++++ TASK INPUT

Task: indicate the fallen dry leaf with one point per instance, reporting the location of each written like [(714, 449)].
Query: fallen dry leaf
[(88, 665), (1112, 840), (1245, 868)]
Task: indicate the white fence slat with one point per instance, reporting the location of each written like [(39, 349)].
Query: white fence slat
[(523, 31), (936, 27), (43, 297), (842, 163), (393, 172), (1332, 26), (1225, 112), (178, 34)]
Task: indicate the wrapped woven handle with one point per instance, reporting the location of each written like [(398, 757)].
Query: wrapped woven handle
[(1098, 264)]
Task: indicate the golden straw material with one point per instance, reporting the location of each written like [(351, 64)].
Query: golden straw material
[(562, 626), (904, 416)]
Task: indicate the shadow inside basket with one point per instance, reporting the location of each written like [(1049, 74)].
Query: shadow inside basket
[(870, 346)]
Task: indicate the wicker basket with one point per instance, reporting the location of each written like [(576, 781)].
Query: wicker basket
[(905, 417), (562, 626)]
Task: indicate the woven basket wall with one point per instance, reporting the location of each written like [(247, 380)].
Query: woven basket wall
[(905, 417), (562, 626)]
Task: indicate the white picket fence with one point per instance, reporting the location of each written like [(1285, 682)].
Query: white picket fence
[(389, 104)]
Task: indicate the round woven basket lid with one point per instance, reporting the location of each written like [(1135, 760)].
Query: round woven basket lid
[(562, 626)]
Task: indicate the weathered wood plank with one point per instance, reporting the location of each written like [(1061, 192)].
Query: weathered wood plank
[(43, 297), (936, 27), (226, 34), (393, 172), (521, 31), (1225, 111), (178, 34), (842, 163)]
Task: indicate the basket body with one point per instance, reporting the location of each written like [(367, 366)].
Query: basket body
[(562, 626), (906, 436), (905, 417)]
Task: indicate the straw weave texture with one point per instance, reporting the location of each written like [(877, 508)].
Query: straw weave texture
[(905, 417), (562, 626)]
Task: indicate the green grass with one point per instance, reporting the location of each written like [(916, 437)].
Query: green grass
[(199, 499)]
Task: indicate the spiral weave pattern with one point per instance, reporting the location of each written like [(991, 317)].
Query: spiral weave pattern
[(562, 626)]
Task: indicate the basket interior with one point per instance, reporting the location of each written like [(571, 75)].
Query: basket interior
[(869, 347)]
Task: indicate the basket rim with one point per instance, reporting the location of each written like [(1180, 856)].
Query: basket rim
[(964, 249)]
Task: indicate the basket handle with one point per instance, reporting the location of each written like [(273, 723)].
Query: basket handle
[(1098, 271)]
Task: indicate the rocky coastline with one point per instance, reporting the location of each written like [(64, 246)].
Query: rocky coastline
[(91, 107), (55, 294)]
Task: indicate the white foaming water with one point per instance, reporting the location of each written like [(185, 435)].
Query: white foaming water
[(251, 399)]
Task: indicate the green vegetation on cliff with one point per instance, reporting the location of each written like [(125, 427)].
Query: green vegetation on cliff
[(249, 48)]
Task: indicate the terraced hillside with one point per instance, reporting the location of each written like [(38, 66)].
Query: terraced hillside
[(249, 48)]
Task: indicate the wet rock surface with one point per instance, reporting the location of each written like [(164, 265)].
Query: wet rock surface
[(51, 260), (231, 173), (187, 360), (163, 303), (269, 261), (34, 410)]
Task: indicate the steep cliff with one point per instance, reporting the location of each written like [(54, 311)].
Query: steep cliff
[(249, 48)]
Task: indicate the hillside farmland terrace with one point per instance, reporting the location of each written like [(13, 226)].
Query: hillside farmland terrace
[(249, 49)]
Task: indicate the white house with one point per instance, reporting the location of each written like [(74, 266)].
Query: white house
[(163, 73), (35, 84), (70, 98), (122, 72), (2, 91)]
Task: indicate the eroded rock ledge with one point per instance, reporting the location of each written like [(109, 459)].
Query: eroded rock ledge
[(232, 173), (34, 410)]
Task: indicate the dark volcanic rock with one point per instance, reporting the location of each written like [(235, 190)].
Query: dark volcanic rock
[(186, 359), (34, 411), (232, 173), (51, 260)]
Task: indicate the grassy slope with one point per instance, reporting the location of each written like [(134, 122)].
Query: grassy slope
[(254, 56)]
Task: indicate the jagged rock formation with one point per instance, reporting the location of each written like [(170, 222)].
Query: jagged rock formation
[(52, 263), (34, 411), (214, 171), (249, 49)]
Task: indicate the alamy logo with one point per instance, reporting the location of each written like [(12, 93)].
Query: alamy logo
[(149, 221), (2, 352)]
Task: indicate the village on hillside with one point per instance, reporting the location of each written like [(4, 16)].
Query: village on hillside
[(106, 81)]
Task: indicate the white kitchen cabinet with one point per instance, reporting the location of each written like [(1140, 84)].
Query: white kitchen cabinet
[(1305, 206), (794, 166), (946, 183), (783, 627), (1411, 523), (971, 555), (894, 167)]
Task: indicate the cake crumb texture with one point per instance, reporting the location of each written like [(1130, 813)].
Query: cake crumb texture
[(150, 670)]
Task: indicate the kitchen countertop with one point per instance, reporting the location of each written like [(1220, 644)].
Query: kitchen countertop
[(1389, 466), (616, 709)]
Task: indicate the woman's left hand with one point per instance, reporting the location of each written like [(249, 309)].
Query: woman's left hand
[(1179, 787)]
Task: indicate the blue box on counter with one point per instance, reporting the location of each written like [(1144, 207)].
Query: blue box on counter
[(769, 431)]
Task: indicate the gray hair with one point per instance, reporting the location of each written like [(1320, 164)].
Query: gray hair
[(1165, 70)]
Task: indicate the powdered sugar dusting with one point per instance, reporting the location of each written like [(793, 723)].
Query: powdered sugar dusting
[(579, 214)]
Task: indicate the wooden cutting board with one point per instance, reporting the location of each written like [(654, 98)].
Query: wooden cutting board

++++++++

Restate, word for word and with nothing added, the lines from the first line of the listing through the one where "Task: indicate the white fence" stands.

■ ANSWER SPACE
Task: indicate the fallen dry leaf with one point per instance, reporting the location of each written like [(714, 449)].
Query: fallen dry leaf
[(88, 665), (1112, 840), (1245, 868)]
Task: indicate the white fence slat with one point per instance, reporting the location of each written like [(39, 349)].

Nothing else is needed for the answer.